TEXT SHOWN:

LOCAL PREVIEW View on GitHub

DynamoDB Basics — Comprehensive Reference

Audience: Developers, architects, and interview candidates who need a complete grounding in DynamoDB from first principles through production-ready patterns.


1. What Is DynamoDB?

Amazon DynamoDB is a fully managed, serverless, key-value and document NoSQL database built for any scale. It delivers single-digit millisecond latency at any throughput level, without manual sharding, schema migrations, or capacity tuning by default.

Property Value
Type Key-value + document NoSQL
Managed by AWS (no servers to operate)
Latency target Single-digit milliseconds
Durability Multi-AZ replication, 99.999% SLA
Consistency options Eventually consistent or strongly consistent
Scaling model On-demand or provisioned with auto-scaling
Max item size 400 KB
Max partitions Unlimited (managed automatically)

2. Core Concepts

2.1 Table

A DynamoDB table is the top-level container for data. Unlike a relational table, it does not enforce a fixed schema across all items. Every item in the same table can have different attributes, except for the primary key.

Table: customer-orders
  Item → { order_id: "ORD-001", customer: "alice", amount: 59.99 }
  Item → { order_id: "ORD-002", customer: "bob", amount: 12.00, promo: "SAVE10" }
  Item → { order_id: "ORD-003", customer: "alice", note: "gift", amount: 200.00 }

2.2 Item

An item is a single record in a table. It is a collection of attributes. Each item must include the primary key attributes. All other attributes are optional and can vary per item.

RECORD LIST:
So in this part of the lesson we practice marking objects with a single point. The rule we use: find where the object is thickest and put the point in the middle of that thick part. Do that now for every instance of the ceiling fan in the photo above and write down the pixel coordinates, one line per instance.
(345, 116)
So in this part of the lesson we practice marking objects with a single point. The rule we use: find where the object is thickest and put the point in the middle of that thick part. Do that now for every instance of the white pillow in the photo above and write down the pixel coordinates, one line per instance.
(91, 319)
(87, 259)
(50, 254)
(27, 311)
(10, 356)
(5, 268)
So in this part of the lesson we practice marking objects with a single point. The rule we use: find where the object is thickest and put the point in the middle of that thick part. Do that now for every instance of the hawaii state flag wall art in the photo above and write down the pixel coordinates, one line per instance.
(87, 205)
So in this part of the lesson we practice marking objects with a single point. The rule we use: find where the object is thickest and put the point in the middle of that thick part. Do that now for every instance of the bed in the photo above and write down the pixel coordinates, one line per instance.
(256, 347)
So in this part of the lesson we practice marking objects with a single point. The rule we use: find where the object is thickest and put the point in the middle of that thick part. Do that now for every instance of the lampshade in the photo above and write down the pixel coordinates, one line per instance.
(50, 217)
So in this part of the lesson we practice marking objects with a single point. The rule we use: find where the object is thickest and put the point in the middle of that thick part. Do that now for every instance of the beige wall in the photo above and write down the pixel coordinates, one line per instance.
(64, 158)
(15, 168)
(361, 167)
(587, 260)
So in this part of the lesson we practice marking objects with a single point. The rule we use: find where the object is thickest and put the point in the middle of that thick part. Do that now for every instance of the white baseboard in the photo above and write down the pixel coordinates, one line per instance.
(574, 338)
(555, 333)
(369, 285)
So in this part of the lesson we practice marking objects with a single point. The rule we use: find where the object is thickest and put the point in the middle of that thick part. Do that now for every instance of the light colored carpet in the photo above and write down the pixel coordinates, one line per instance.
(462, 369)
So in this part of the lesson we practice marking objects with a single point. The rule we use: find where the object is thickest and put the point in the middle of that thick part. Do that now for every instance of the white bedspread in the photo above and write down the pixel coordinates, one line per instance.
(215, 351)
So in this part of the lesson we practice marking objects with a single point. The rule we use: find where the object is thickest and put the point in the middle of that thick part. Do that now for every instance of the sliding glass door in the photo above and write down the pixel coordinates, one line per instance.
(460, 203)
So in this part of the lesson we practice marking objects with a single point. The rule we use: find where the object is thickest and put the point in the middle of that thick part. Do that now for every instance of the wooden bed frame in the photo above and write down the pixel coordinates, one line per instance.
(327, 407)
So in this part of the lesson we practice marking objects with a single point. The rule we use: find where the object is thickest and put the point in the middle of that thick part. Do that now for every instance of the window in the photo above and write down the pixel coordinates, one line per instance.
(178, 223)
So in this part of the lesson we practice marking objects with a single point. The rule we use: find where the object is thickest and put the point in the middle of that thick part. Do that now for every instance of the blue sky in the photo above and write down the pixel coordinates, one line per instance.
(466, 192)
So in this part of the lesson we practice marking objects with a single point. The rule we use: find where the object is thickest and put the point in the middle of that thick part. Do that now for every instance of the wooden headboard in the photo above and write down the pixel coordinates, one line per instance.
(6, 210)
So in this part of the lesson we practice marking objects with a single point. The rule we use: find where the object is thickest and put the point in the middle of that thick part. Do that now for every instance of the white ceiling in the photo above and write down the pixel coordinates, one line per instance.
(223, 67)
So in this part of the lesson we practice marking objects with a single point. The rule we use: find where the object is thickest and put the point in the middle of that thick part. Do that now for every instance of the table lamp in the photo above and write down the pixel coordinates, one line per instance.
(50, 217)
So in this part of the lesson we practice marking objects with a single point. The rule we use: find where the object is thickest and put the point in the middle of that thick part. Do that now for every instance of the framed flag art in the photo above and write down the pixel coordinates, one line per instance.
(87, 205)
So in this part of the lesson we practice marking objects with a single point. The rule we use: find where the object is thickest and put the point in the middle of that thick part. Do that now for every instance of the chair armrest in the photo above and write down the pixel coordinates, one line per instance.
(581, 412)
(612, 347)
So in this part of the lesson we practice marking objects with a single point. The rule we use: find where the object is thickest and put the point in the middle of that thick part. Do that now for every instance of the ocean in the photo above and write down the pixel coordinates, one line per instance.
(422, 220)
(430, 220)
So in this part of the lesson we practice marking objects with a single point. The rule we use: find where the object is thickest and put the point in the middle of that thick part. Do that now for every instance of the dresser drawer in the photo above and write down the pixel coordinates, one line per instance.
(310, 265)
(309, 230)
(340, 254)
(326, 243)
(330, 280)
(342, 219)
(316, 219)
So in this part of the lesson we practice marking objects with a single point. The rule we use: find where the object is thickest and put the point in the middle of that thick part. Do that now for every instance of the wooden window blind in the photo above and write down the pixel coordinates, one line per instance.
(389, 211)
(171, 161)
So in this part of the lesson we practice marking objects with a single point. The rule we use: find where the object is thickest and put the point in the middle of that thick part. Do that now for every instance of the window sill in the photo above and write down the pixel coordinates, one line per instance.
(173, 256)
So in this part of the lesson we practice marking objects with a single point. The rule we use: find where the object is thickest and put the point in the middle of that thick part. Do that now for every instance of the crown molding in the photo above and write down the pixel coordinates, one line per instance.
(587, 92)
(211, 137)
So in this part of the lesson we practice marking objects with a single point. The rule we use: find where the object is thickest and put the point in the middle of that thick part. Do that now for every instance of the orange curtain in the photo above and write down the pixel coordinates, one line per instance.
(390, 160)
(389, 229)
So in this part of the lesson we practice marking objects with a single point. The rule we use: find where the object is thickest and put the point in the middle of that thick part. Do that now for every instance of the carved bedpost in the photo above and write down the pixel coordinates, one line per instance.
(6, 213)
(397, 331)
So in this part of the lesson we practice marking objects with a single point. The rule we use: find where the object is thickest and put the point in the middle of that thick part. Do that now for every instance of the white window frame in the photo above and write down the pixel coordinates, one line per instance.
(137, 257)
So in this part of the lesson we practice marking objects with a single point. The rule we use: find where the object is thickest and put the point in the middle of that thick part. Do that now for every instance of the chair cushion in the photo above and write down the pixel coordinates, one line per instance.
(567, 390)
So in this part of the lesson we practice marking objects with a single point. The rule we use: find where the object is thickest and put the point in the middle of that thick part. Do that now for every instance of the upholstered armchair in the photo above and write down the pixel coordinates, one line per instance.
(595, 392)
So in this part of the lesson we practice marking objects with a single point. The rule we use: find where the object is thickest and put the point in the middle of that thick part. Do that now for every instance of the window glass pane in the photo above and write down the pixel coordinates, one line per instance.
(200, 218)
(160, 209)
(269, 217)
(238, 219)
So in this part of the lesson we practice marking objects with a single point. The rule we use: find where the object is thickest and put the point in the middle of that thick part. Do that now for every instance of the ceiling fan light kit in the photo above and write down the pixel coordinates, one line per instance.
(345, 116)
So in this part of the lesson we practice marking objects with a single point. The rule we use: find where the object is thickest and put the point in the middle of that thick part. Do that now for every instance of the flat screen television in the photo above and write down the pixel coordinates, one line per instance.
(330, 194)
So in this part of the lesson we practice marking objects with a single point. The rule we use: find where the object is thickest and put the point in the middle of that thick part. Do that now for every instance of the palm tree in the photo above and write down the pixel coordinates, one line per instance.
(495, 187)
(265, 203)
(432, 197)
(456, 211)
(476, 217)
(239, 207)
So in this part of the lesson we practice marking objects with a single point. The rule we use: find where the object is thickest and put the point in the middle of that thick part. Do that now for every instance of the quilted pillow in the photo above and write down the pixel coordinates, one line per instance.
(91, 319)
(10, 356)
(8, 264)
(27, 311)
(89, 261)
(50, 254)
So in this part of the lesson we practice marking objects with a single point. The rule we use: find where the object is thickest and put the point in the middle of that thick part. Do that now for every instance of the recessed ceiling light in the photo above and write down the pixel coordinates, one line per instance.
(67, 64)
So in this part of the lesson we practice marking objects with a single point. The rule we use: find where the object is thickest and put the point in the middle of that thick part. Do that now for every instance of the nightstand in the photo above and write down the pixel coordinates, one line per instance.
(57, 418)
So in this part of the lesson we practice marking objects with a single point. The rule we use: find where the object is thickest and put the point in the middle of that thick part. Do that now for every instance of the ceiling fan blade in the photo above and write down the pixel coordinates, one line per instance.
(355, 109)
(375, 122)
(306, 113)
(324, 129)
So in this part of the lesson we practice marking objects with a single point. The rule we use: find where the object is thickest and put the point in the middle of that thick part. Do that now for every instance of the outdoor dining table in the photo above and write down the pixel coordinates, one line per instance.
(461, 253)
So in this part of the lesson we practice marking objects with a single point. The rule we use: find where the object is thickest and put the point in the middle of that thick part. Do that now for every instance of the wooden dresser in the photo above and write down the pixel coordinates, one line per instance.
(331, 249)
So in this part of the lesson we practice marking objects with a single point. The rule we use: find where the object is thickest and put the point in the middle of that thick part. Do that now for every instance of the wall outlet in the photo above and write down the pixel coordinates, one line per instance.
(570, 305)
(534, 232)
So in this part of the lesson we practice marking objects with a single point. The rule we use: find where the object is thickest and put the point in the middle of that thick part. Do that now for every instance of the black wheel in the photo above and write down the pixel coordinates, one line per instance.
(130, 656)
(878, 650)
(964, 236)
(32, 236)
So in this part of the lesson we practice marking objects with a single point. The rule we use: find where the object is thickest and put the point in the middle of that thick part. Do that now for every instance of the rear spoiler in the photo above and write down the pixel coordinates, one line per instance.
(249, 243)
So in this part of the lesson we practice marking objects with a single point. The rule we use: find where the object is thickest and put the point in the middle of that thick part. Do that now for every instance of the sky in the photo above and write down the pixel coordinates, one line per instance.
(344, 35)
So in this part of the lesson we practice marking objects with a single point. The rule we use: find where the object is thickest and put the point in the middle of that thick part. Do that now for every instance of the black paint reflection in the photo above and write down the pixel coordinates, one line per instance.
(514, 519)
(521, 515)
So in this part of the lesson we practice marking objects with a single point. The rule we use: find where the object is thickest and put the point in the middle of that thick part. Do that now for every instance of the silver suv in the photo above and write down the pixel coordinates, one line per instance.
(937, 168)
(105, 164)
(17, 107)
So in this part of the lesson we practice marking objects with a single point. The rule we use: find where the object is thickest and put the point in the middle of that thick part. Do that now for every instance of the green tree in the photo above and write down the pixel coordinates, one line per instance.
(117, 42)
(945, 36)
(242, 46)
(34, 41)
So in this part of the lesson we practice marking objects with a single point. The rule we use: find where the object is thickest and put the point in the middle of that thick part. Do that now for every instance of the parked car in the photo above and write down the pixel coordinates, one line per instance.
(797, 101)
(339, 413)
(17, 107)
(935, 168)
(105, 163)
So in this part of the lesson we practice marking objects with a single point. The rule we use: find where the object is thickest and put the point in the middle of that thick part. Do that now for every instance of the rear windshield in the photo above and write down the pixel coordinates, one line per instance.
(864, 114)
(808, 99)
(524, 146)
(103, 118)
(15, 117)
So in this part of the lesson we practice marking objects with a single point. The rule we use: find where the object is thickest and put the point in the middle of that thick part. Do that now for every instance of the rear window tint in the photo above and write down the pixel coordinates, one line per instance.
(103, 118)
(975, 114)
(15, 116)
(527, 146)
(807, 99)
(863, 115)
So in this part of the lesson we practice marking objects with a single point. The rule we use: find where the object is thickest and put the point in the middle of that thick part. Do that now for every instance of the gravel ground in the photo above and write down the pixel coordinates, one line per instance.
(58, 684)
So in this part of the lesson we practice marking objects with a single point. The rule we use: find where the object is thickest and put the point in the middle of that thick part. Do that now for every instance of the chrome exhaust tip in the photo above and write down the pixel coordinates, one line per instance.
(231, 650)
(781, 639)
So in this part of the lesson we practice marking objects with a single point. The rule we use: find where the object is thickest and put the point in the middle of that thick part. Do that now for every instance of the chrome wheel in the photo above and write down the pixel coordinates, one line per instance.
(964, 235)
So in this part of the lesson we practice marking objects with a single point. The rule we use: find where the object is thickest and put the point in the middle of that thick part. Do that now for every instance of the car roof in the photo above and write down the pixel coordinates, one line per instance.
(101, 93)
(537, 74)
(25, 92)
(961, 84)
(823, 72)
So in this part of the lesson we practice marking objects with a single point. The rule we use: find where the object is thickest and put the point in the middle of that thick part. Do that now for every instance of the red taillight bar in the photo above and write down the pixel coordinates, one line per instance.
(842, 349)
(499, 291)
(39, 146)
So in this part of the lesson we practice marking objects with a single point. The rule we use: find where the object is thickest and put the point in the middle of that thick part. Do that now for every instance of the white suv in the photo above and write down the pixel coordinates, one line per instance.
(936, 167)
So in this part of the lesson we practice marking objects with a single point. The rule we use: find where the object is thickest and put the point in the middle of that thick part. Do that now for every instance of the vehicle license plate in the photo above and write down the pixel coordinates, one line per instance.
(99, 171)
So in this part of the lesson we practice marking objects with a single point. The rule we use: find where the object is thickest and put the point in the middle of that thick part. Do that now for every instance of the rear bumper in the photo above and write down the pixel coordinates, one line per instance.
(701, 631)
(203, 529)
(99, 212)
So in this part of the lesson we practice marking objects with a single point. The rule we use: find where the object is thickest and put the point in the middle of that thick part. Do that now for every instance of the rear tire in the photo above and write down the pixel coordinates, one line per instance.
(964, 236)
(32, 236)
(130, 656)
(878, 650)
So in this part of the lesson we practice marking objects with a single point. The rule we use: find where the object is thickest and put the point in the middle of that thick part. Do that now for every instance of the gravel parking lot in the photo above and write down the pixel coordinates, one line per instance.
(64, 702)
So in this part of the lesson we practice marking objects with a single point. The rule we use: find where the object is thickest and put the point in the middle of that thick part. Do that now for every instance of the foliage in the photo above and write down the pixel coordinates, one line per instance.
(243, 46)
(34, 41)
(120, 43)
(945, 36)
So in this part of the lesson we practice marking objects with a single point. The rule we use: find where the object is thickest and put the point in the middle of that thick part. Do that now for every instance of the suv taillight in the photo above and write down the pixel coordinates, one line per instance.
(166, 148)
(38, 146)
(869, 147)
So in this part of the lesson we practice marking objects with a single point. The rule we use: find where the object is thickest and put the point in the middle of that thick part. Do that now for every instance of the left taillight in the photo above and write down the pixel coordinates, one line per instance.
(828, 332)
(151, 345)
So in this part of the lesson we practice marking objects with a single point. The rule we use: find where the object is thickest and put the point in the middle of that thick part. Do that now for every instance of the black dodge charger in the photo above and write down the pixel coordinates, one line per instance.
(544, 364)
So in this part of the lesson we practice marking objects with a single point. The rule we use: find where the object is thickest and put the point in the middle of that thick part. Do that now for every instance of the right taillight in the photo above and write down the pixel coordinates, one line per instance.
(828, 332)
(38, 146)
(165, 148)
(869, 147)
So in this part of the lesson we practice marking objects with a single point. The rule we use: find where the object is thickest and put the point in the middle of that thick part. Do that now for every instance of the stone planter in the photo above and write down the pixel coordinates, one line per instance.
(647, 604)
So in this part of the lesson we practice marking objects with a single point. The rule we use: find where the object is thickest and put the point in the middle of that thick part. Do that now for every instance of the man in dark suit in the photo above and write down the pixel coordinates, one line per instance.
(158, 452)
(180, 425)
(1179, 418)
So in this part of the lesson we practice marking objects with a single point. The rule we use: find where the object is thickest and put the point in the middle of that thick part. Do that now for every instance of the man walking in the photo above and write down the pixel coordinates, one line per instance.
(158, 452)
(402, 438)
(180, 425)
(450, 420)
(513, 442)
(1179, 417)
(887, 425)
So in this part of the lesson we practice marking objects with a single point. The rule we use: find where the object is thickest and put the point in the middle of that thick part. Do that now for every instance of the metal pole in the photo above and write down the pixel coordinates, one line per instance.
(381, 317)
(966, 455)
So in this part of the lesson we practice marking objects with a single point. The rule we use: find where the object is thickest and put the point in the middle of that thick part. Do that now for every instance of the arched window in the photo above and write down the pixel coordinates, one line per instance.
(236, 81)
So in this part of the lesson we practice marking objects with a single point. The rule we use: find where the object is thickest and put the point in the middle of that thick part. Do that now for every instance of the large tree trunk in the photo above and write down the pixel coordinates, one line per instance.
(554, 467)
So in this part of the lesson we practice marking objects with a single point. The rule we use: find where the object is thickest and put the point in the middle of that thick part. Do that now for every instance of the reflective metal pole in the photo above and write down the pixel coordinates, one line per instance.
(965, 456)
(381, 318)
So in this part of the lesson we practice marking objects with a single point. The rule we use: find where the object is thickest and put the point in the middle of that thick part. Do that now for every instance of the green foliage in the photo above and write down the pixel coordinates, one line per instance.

JOBS:
a - Reproduce from the DynamoDB reference everything from "An item is a" down to "vary per item.".
b - State whether the DynamoDB reference supports each statement, answering yes or no and quoting the deciding words: (i) The largest item DynamoDB allows is 400 KB. (ii) A DynamoDB table requires every item to follow one fixed schema. (iii) Each item in a table must contain the primary key attributes.
The data take no part in this work.

ANSWERS TO EACH TASK:
a -
An item is a single record in a table. It is a collection of attributes. Each item must include the primary key attributes. All other attributes are optional and can vary per item.

b -
(i) Yes: "Max item size 400 KB"
(ii) No: "it does not enforce a fixed schema across all items"
(iii) Yes: "Each item must include the primary key attributes."